### WRITTEN EXERCISE
Render the listing below as a numbered list, leaving out any blank lines.

### DATASET EXTRACT
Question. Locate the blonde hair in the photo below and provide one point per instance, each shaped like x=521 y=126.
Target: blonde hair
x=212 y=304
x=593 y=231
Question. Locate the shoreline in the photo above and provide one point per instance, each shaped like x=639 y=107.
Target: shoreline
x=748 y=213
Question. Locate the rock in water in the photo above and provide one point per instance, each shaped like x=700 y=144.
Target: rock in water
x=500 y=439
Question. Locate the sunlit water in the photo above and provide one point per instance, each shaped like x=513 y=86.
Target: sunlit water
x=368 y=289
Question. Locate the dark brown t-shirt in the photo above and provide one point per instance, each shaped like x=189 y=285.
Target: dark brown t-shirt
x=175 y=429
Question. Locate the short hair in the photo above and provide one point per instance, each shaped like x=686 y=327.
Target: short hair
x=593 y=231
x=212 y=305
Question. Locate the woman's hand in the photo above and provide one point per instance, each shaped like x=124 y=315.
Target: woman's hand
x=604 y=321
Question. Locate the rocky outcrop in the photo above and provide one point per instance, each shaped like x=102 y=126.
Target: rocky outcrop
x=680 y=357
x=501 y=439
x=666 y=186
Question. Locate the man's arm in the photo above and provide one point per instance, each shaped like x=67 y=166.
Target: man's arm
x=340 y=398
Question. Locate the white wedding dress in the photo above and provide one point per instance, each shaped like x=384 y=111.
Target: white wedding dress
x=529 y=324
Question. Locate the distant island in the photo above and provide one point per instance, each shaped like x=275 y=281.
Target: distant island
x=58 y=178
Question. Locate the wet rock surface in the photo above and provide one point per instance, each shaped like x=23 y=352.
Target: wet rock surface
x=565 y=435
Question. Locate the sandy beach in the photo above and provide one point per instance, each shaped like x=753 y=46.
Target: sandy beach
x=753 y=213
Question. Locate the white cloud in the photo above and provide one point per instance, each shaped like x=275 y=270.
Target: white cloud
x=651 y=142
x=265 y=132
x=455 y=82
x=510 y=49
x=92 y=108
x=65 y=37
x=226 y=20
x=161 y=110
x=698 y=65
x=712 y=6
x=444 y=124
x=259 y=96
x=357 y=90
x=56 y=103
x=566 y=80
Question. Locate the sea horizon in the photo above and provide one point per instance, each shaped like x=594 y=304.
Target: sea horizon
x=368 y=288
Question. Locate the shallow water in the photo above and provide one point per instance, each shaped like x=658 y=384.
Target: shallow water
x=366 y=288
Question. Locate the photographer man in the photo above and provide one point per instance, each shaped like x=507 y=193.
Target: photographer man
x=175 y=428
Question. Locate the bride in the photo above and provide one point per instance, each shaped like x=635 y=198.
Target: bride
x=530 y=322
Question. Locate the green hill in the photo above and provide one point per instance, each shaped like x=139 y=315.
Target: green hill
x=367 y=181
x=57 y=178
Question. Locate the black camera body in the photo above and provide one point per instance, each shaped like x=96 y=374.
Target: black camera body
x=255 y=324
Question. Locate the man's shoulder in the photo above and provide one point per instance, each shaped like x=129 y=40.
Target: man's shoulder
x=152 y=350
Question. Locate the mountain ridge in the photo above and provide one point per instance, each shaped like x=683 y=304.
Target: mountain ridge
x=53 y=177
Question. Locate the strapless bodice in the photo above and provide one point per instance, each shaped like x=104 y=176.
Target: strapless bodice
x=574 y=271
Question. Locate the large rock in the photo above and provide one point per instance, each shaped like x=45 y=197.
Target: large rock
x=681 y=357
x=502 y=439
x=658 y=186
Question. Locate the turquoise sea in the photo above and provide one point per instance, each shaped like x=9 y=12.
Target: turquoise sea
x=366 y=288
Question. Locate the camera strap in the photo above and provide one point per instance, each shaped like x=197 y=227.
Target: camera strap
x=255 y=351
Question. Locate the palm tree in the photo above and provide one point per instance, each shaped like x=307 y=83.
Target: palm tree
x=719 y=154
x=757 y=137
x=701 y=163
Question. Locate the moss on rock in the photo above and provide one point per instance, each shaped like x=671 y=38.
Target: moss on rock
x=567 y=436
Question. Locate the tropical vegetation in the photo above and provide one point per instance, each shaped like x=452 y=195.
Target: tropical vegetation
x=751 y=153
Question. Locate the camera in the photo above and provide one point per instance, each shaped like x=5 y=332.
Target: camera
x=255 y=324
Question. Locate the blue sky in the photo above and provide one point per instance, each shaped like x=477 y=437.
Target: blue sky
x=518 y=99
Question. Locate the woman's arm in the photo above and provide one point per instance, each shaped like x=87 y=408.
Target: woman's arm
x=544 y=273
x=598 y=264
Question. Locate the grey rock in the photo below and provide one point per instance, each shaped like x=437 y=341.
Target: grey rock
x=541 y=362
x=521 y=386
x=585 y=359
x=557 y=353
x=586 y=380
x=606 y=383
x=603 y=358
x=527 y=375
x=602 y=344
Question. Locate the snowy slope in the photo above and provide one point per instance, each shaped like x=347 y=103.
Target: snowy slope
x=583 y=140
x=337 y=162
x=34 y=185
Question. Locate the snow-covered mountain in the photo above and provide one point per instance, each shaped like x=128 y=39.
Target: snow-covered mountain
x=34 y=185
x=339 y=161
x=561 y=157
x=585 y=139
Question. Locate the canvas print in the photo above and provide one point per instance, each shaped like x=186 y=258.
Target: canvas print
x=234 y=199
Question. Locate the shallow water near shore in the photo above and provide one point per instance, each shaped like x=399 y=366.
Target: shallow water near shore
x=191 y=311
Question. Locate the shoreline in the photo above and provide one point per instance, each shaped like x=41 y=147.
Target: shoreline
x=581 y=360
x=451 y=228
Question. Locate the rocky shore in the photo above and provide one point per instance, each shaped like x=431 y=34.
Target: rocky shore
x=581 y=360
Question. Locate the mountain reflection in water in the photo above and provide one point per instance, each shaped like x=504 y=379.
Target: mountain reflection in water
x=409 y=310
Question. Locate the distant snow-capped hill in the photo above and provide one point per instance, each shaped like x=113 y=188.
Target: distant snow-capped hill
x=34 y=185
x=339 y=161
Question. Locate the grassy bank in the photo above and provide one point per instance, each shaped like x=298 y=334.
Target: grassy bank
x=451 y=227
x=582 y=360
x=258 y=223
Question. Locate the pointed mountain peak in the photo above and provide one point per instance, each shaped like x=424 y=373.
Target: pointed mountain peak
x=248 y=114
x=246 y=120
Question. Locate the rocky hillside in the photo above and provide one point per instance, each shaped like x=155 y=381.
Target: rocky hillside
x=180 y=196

### TASK ANSWER
1. Question. Locate the blonde hair in the photo below and provide one point per instance, each shaped like x=521 y=126.
2. Target: blonde hair
3. x=212 y=304
4. x=593 y=231
5. Question. Locate the shoreline in the photo above and provide one point per instance, each shaped like x=639 y=107.
6. Target: shoreline
7. x=748 y=213
8. Question. Locate the rock in water in the photo above and provide one point per instance, each shaped like x=700 y=144.
9. Target: rock in water
10. x=500 y=439
11. Question. Locate the sunlit water in the photo above and provide one point per instance, each shaped like x=513 y=86.
12. Target: sunlit water
13. x=368 y=289
14. Question. Locate the dark brown t-shirt in the photo above and provide one point per instance, each shaped like x=189 y=285.
15. Target: dark brown t-shirt
16. x=175 y=429
17. Question. Locate the short hair in the photo above and provide one point per instance, each shaped like x=686 y=327.
18. Target: short hair
19. x=593 y=231
20. x=212 y=305
21. Question. Locate the woman's hand in the photo above and provide one point per instance, each shaped like x=124 y=315.
22. Target: woman's hand
23. x=604 y=321
24. Question. Locate the rocky outcrop in the photo above and provide one point per instance, each shaped like x=102 y=126.
25. Target: rocky outcrop
26. x=680 y=357
27. x=501 y=439
28. x=666 y=186
29. Question. Locate the man's arm in the photo above and provide one point per instance, each shaped like x=67 y=166.
30. Target: man's arm
31. x=340 y=398
32. Question. Locate the white wedding dress in the photo above and provide one point per instance, each shaped like x=384 y=111.
33. Target: white wedding dress
34. x=529 y=324
35. Question. Locate the distant island in the photo above and provide one point per instance, each shaped like x=275 y=281.
36. Target: distant island
37. x=58 y=178
38. Question. Locate the wet rock surface in the photo above and provide one point per instance, each shaped like x=23 y=352.
39. Target: wet rock surface
40. x=565 y=435
41. Question. Locate the sandy beach in the photo above and provide one point per instance, each shaped like x=753 y=46.
42. Target: sandy beach
43. x=753 y=213
44. Question. Locate the white cloud in the photo above and provide one point per instance, each shaped like x=275 y=270.
45. Target: white cloud
46. x=651 y=142
47. x=265 y=132
48. x=455 y=82
49. x=510 y=49
50. x=92 y=108
51. x=65 y=37
52. x=226 y=20
53. x=161 y=110
54. x=698 y=65
55. x=712 y=6
56. x=444 y=124
57. x=259 y=96
58. x=357 y=90
59. x=56 y=103
60. x=566 y=80
61. Question. Locate the sea horizon in the photo above and provide one point per instance, each shaped like x=594 y=304.
62. Target: sea horizon
63. x=368 y=288
64. Question. Locate the shallow water in the photo above and provide one point per instance, each shaped like x=658 y=384.
65. Target: shallow water
66. x=366 y=288
67. Question. Locate the photographer man in the photo above and provide one point per instance, each shaped like x=507 y=193.
68. Target: photographer man
69. x=175 y=428
70. Question. Locate the bride in the photo above and provide one point per instance, each shaped like x=635 y=198.
71. Target: bride
72. x=530 y=322
73. Question. Locate the green hill in the photo above and provide one point per instance, each shaped like x=139 y=315.
74. Target: green hill
75. x=367 y=181
76. x=57 y=178
77. Question. Locate the black camera body in the photo above and provide one point per instance, each shaped like x=96 y=374.
78. Target: black camera body
79. x=255 y=324
80. Question. Locate the man's shoulder in the photo above and provide one point per instance, each shaped like x=129 y=40.
81. Target: man's shoulder
82. x=152 y=350
83. Question. Locate the mountain ridge in the photo above and provide one point per instance, each shaped like x=683 y=304.
84. Target: mountain ridge
85. x=53 y=177
86. Question. Locate the strapless bodice in the photo above and provide one point per instance, each shaped like x=104 y=176.
87. Target: strapless bodice
88. x=574 y=271
89. Question. Locate the large rock in the photo above and provide one point per instance, each shaped like x=45 y=197.
90. Target: large rock
91. x=681 y=357
92. x=502 y=439
93. x=658 y=186
94. Question. Locate the turquoise sea in the photo above and provide one point per instance, each shaped like x=9 y=12.
95. Target: turquoise sea
96. x=366 y=288
97. Question. Locate the camera strap in the photo above and provide one point per instance, each shaped like x=197 y=227.
98. Target: camera strap
99. x=255 y=351
100. Question. Locate the palm tree in the photo above and provide one point per instance, each shaped like x=307 y=83.
101. Target: palm tree
102. x=719 y=154
103. x=757 y=137
104. x=701 y=163
105. Question. Locate the moss on rock in the photo above and provide one point per instance, each shaped like x=671 y=38.
106. Target: moss on rock
107. x=567 y=436
108. Question. Locate the tropical vegetation in the photo above and provide one point per instance, each shaped like x=452 y=195.
109. Target: tropical vegetation
110. x=751 y=153
111. Question. Locate the camera in the photo above and provide one point per instance, each shaped like x=5 y=332.
112. Target: camera
113. x=255 y=324
114. Question. Locate the blue sky in the photo above and provide one point per instance, each shaped like x=477 y=437.
115. Target: blue sky
116. x=518 y=99
117. Question. Locate the woman's arm in the photo above and provide one point per instance, each shaped like x=87 y=408.
118. Target: woman's arm
119. x=544 y=273
120. x=598 y=264
121. Question. Locate the grey rock in the photo below and provide one point per instance, each shaped like x=437 y=341.
122. Target: grey rock
123. x=541 y=362
124. x=521 y=386
125. x=585 y=359
126. x=557 y=353
127. x=586 y=380
128. x=606 y=383
129. x=603 y=358
130. x=527 y=375
131. x=602 y=344
132. Question. Locate the snowy slope in the photo above and provide one point per instance, each shaped like x=347 y=103.
133. Target: snowy slope
134. x=583 y=140
135. x=337 y=162
136. x=34 y=185
137. Question. Locate the snow-covered mountain in the photo above and provide one point per instance, each shaped like x=128 y=39.
138. Target: snow-covered mountain
139. x=34 y=185
140. x=339 y=161
141. x=561 y=157
142. x=585 y=139
143. Question. Locate the canvas print in the photo above and provide one point per instance, each shaped like x=186 y=258.
144. Target: canvas print
145. x=234 y=199
146. Question. Locate the shallow water near shore in the photo above and provide one point per instance, each shaped like x=399 y=366.
147. Target: shallow water near shore
148. x=191 y=311
149. Question. Locate the shoreline in the photo above and provide one point per instance, each shaped like x=41 y=147.
150. Target: shoreline
151. x=581 y=360
152. x=451 y=228
153. Question. Locate the rocky shore in the photo above and provide one point per instance, each shaped like x=431 y=34.
154. Target: rocky shore
155. x=581 y=360
156. Question. Locate the mountain reflection in water in the photo above and provide one point per instance, each shaped like x=504 y=379.
157. Target: mountain reflection in water
158. x=409 y=310
159. Question. Locate the distant snow-capped hill in the photo above and provide one point per instance, each shaped like x=113 y=188.
160. Target: distant snow-capped hill
161. x=34 y=185
162. x=339 y=161
163. Question. Locate the grassy bank in the photo above and provide one point per instance, each shaped like x=298 y=334.
164. Target: grassy bank
165. x=451 y=227
166. x=582 y=360
167. x=258 y=223
168. Question. Locate the pointed mountain peak in the photo above and provide one point per instance, each shaped like x=424 y=373.
169. Target: pointed mountain peak
170. x=248 y=114
171. x=246 y=120
172. Question. Locate the rocky hillside in the photo above and provide one point per instance, each shaped like x=155 y=381.
173. Target: rocky hillside
174. x=180 y=196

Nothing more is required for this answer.